▶ [The task]:
Collect every line in the listing below that contains the word "basil". Case counts.

▶ [Material provided]:
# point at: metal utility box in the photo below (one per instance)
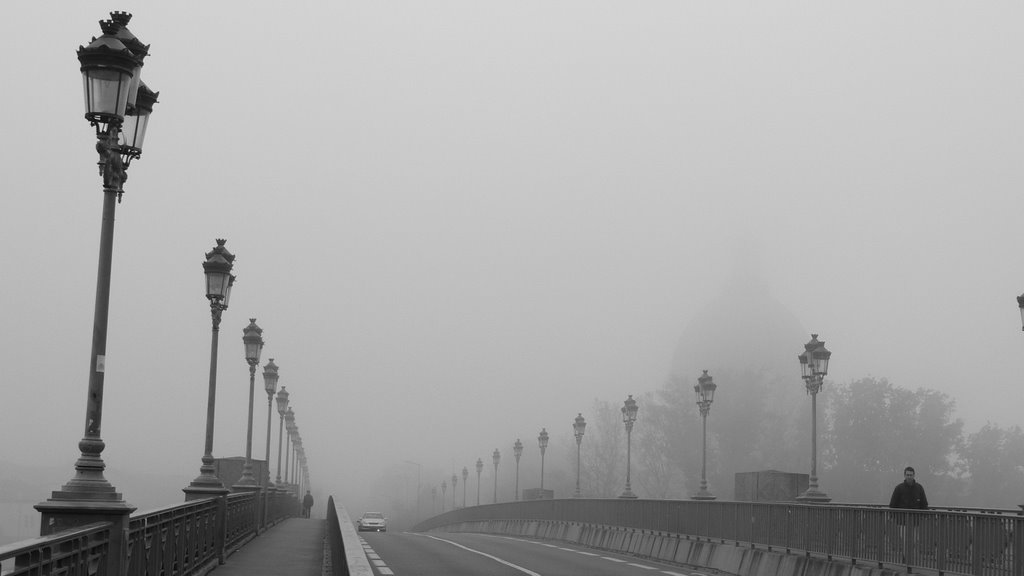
(769, 486)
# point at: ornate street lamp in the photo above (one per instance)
(629, 417)
(109, 68)
(579, 426)
(705, 389)
(252, 338)
(465, 482)
(1020, 304)
(270, 386)
(110, 72)
(814, 367)
(479, 468)
(282, 409)
(219, 282)
(542, 442)
(291, 429)
(497, 456)
(517, 452)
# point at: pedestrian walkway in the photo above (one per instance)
(293, 547)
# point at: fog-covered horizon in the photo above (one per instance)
(459, 222)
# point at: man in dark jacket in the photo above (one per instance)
(307, 504)
(908, 494)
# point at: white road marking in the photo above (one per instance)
(496, 559)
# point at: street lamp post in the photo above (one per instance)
(542, 442)
(270, 386)
(579, 425)
(252, 338)
(465, 482)
(219, 281)
(629, 417)
(497, 456)
(517, 452)
(814, 367)
(479, 468)
(282, 401)
(705, 389)
(290, 428)
(118, 105)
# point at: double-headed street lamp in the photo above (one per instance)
(542, 443)
(705, 389)
(814, 367)
(219, 281)
(465, 482)
(292, 432)
(479, 468)
(579, 425)
(252, 338)
(629, 417)
(270, 386)
(118, 105)
(497, 456)
(282, 402)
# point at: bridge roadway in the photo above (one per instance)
(473, 554)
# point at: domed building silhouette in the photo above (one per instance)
(749, 342)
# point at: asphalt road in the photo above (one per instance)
(479, 554)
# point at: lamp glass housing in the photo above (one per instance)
(270, 377)
(253, 347)
(105, 91)
(282, 401)
(136, 121)
(217, 282)
(580, 425)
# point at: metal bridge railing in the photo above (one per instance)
(183, 539)
(947, 540)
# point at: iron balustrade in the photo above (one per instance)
(946, 540)
(182, 539)
(81, 551)
(179, 539)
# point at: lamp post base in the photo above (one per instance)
(813, 496)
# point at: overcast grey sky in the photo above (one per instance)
(458, 222)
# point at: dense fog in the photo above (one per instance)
(461, 222)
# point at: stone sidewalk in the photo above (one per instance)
(293, 547)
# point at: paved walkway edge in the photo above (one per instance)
(357, 563)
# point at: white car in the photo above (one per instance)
(373, 522)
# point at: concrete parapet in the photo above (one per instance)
(685, 550)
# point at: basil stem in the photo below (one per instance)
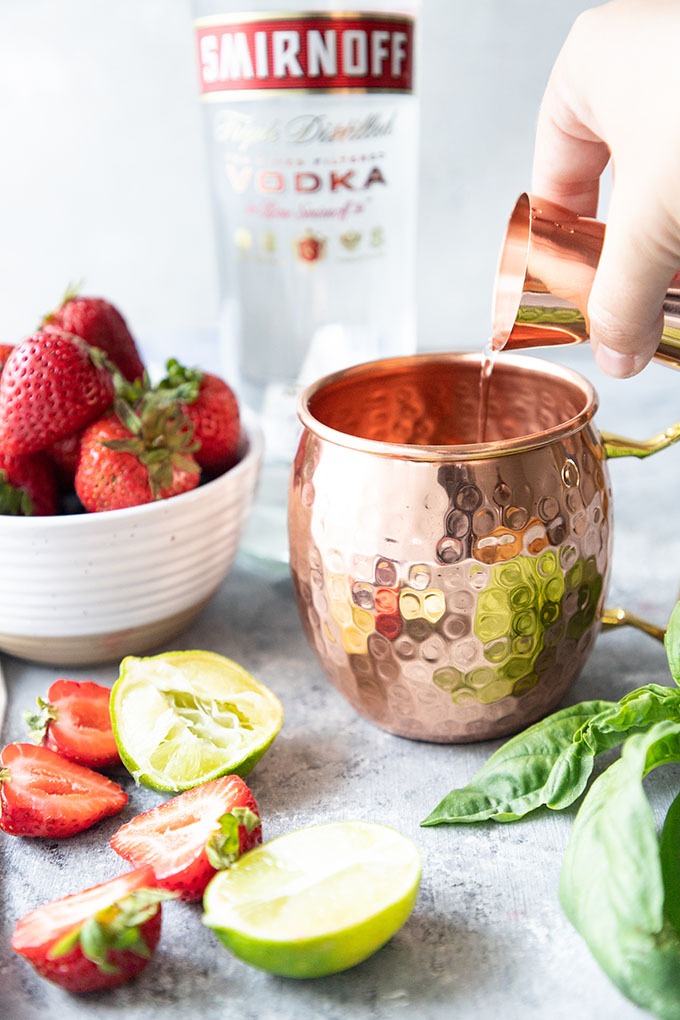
(612, 885)
(550, 764)
(672, 643)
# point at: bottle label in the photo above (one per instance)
(301, 53)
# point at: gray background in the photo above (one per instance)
(103, 174)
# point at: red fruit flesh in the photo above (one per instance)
(172, 836)
(51, 387)
(100, 324)
(37, 934)
(35, 476)
(216, 422)
(113, 479)
(81, 725)
(43, 794)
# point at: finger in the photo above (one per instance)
(569, 153)
(625, 310)
(567, 164)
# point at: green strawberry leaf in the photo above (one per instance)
(14, 501)
(115, 928)
(39, 721)
(222, 848)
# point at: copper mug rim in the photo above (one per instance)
(404, 364)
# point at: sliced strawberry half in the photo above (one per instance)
(43, 794)
(74, 721)
(97, 938)
(191, 836)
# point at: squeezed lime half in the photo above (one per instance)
(182, 718)
(316, 901)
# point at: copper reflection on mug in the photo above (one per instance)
(452, 590)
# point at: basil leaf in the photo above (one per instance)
(670, 863)
(542, 765)
(550, 764)
(672, 643)
(612, 883)
(635, 712)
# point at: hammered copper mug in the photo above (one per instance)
(453, 590)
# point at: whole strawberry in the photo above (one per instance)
(131, 457)
(53, 384)
(100, 324)
(28, 486)
(5, 351)
(211, 406)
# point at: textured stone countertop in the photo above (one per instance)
(487, 936)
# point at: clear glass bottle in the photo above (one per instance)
(312, 134)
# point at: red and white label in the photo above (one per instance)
(321, 52)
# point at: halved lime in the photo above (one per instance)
(182, 718)
(316, 901)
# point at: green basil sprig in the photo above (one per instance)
(620, 883)
(619, 886)
(550, 764)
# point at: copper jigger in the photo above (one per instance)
(546, 266)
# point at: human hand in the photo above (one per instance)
(615, 93)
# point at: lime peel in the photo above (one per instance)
(182, 718)
(316, 901)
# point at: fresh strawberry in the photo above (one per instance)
(194, 834)
(211, 406)
(97, 938)
(74, 721)
(52, 385)
(63, 455)
(28, 486)
(45, 795)
(100, 324)
(5, 351)
(131, 457)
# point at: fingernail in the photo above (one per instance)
(620, 365)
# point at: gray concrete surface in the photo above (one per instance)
(487, 937)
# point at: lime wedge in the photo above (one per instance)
(316, 901)
(182, 718)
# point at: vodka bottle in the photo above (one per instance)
(312, 130)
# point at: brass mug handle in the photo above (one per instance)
(618, 617)
(619, 446)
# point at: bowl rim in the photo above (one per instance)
(252, 442)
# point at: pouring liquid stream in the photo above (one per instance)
(487, 362)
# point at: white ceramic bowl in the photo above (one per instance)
(94, 588)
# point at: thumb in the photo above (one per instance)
(625, 309)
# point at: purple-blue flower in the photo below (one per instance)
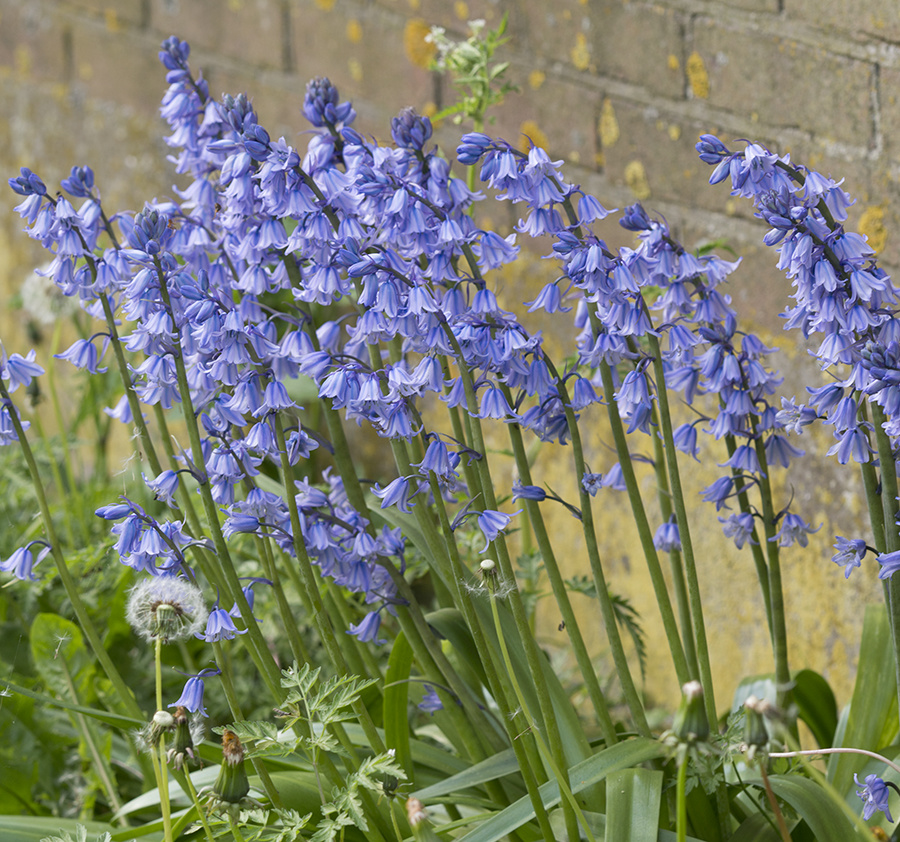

▶ [Answer in full]:
# point at: basil stem in the photo below (one per instance)
# point at: basil leaf in the photo above (one per instance)
# point at: green basil sprig in the photo above (one per instance)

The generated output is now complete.